Image point grounding data
BEGIN

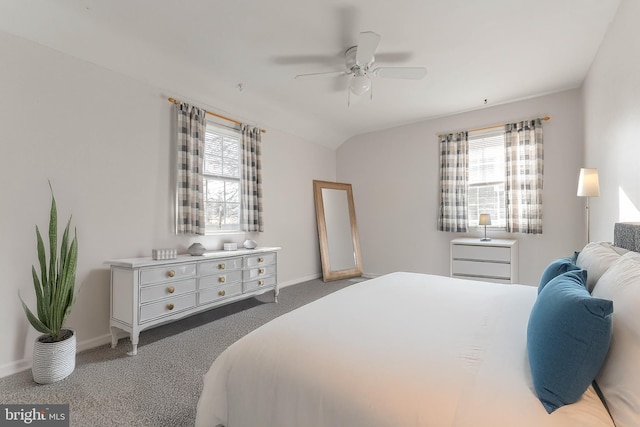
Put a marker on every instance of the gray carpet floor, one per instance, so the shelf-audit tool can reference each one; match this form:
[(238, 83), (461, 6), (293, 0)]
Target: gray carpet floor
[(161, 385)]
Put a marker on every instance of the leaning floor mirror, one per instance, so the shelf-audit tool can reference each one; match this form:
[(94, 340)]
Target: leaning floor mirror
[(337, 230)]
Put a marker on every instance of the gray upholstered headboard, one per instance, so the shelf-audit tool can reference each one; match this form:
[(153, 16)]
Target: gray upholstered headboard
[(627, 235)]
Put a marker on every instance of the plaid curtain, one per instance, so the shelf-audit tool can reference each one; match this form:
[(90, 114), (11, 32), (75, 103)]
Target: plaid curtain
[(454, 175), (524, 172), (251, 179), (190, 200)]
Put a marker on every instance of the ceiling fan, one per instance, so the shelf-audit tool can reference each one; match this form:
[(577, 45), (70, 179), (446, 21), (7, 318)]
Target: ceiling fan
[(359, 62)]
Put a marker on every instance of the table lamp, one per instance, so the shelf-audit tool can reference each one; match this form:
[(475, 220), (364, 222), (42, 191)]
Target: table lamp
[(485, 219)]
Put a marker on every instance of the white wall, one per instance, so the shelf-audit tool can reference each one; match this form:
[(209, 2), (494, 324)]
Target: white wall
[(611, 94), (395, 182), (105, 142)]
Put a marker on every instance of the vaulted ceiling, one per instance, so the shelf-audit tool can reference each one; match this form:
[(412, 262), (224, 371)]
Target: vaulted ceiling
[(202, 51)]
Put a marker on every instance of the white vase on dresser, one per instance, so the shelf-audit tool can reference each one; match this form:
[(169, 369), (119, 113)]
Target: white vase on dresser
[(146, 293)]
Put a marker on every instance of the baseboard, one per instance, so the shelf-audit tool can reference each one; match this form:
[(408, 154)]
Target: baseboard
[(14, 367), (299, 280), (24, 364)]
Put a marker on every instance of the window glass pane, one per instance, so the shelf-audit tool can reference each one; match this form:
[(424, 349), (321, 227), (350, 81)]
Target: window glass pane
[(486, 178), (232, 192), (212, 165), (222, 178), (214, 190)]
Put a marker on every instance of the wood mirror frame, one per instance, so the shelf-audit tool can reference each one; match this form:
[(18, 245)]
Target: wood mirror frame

END

### HOW TO COMPLETE THIS TASK
Output exactly the lines between the one containing "[(577, 45), (70, 179), (446, 21), (7, 318)]" and the final line above, both inclusive.

### ANSWER TO THIS TASK
[(577, 45), (70, 179), (446, 21), (7, 318)]
Target: ceiling fan
[(359, 62)]
Put a marker on every instance of the table lamp, one per instance, so the shelf-audit tool can reference each one; match this form:
[(475, 220), (364, 222), (42, 191)]
Target: table lamp
[(485, 219)]
Put a marker on every instance of the white wall, one per instance, so the shelf-audit tool can reference each one; match this form:
[(209, 2), (494, 324)]
Target: white wall
[(611, 94), (395, 182), (105, 142)]
Put a marker on every instance of the vaulted ceiling, one per instance, so the shelf-audit tool can reference each one; match this form:
[(412, 262), (224, 371)]
Target: vaulted ceiling
[(202, 51)]
Put a marker on every instance of the white vase on dresser, one per instance, so the shelf-audit tool can reference each one; match this form:
[(169, 369), (119, 113)]
Target: white vase on dresser
[(146, 293)]
Put a marker on every instance of the baseboard, one per instance, so the shelf-audit tool can reference each one; match this form:
[(408, 154)]
Target: baseboard
[(14, 367), (299, 280), (24, 364)]
Put a marker on every instance of the window glass pane, one per instance, so the shelf-audit tool can reference each one; match this form:
[(424, 349), (321, 227), (350, 81)]
Target: window glass pane
[(486, 178), (232, 192), (212, 165), (222, 178), (214, 190)]
Put a marker on every instance of the wood mirror frame, one per instance, so the shelf-audit tool can reference each one; match this form:
[(18, 245)]
Target: wood mirror frame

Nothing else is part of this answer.